**TEXTO DE LECTURA**
____________

18/9/08

Cuando los militares se la jopearon al Presidente Lacalle

Dos sucesos aparentemente sin conexión entre sí montaban, el 15 de noviembre de 1992, el escenario para el peor año de la presidencia de Luis Alberto Lacalle: en Parque del Plata un hombrecito de barba entraba desencajado en la comisaría del balneario y pedía protección: “Soy Eugenio Berríos. Pinochet mandó matarme”. Horas después, un comando militar secuestraba al ex agente de la dictadura chilena, cuyo cadáver aparecería, dos años más tarde, en las dunas de El Pinar.


Simultáneamente, en Montevideo un centenar de policías, acompañados por sus esposas, instalaba un campamento en una cancha de fútbol frente al comando de la Guardia de Coraceros, en la avenida José Pedro Varela, representando a miles de funcionarios que se declaraban en huelga, dejando al país sin seguridad en las calles.

El gobierno no reconocía el derecho de los policías a sindicalizarse y rechazaba todas las demandas, en especial las salariales.

Con un decreto ya redactado para instalar las medidas prontas de seguridad, Lacalle le planteó al comandante en jefe del Ejército, Juan Rebollo y al comandante de la Armada, James Coates, que dispusieran la movilización de efectivos militares para asumir el patrullaje de las ciudades, la vigilancia en las fronteras y eventualmente la represión de los huelguistas.

Lacalle, que resistía las demandas policiales por salarios y que impulsaba una reestructura de las Fuerzas Armadas, quiso saber si los oficiales del Ejército acatarían la orden: “Supongo”, fue la respuesta de Rebollo.

Suponía mal: apenas 13 camionetas militares salieron a patrullar la ciudad, pero seis oficiales del Ejército y 18 efectivos de la Armada se negaron a cumplir la orden y fueron arrestados a rigor.

La insubordinación se extendió por todo el país, con acuartelamientos en San José, Cerro Largo, Lavalleja, Treinta y Tres, Maldonado y Rocha, además de Montevideo. Rebollo, cuya designación como comandante en enero de 1992 había provocado el pase a retiro voluntario del general Juan Zerpa, no controlaba al Ejército.

El malestar provenía desde la misma asunción de Lacalle, que temerariamente había pasado por encima de 44 coroneles para promover a general a Manuel Fernández, su correligionario y había designado a su amigo James Coates en la comandancia de la Armada, apenas nueve horas después de ascenderlo a vicealmirante, pasando por encima de 46 capitanes de navío.

Julio María Sanguiinetti consideraba, al comienzo de la huelga policial, que la política militar de Lacalle era “un desastre”.

En la madrugada del 18 de noviembre del 92 las contradicciones internas del Ejército se expresaron atronadoramente.

Seis atentados con explosivos se produjeron en menos de 48 horas: el primero a pocos metros del Grupo de Artillería 5, donde Rebollo participaba de una cena.

El segundo destruyó una garita de custodia en la embajada de Usamérica.

El tercero explotó en el jardín de la residencia presidencial de Suárez y Reyes.

Otro destruyó parcialmente la base del monumento en la Plaza de la Armada, en Punta Gorda.

Un quinto detonó en las inmediaciones del Palacio Legislativo y el último destruyó el auto de un contador, estacionado en Parque Batlle, cerca de las residencias del ministro de Turismo José Villar y del dictador Gregorio Álvarez.

____________

**ENTRADAS SIN PROCESAR**
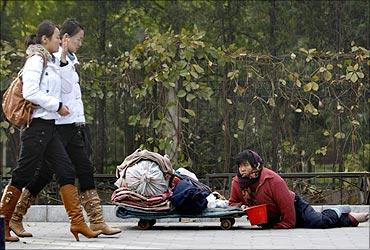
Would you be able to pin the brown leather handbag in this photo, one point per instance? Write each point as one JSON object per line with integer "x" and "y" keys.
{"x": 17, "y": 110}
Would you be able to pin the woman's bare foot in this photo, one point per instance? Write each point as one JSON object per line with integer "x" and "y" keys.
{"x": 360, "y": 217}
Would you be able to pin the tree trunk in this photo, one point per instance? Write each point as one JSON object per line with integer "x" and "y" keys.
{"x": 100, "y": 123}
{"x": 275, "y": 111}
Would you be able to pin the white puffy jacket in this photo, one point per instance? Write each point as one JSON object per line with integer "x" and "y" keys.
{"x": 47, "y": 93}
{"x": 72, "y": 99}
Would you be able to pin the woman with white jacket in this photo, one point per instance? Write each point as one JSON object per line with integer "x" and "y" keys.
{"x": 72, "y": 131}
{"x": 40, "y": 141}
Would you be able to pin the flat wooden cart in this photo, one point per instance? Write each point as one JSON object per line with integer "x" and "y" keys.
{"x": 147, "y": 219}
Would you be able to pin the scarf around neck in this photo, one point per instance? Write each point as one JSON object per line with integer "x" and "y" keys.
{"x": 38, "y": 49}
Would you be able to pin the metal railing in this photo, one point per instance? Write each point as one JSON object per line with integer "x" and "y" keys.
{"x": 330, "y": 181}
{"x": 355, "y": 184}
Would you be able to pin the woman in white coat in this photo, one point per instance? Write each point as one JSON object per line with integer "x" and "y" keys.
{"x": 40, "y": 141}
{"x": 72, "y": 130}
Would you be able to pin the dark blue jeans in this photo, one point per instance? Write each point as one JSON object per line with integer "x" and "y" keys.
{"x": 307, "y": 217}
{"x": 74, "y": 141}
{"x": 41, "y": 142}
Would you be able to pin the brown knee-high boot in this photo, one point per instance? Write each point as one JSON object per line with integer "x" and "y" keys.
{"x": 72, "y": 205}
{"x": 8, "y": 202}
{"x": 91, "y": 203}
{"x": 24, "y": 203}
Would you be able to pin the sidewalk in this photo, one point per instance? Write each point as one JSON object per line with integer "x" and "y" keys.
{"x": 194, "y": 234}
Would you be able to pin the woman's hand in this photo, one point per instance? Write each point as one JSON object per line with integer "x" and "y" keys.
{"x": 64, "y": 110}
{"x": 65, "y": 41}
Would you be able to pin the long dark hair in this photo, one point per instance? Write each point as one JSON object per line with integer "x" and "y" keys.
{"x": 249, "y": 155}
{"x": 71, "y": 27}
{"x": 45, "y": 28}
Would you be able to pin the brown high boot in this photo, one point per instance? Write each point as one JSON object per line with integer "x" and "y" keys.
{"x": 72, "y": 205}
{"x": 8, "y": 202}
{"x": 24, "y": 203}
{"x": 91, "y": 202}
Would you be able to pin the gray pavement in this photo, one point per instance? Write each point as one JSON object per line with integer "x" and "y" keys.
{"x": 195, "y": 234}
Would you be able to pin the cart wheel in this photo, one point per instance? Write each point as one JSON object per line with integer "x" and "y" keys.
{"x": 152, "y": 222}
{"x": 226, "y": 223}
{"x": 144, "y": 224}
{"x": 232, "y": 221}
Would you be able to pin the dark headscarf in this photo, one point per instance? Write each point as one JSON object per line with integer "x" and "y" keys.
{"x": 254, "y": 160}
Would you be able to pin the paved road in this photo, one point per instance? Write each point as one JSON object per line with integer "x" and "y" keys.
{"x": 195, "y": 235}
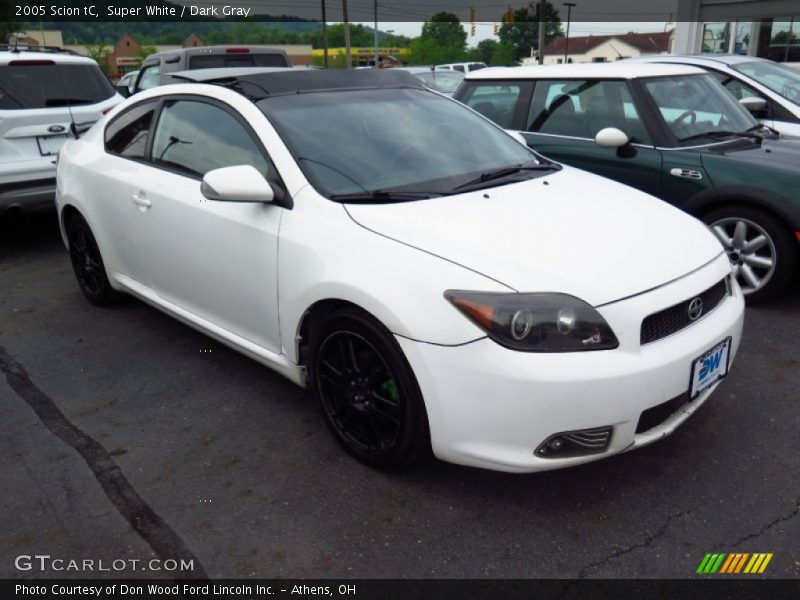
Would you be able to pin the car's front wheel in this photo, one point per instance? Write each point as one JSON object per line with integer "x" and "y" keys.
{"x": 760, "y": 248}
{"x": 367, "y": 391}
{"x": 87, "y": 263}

____________

Responda, según el texto sobre la crisis de noviembre de 1992 bajo la presidencia de Lacalle:
(a) ¿En qué fecha entró Eugenio Berríos en la comisaría de Parque del Plata para pedir protección?
(b) ¿Cuántos oficiales del Ejército y cuántos efectivos de la Armada se negaron a cumplir la orden de movilización?
(c) ¿Dónde explotó el tercero de los atentados?
Las entradas no intervienen aquí.

**SALIDA DE LA TAREA**
(a) El 15 de noviembre de 1992.
(b) Seis oficiales del Ejército y 18 efectivos de la Armada.
(c) En el jardín de la residencia presidencial de Suárez y Reyes.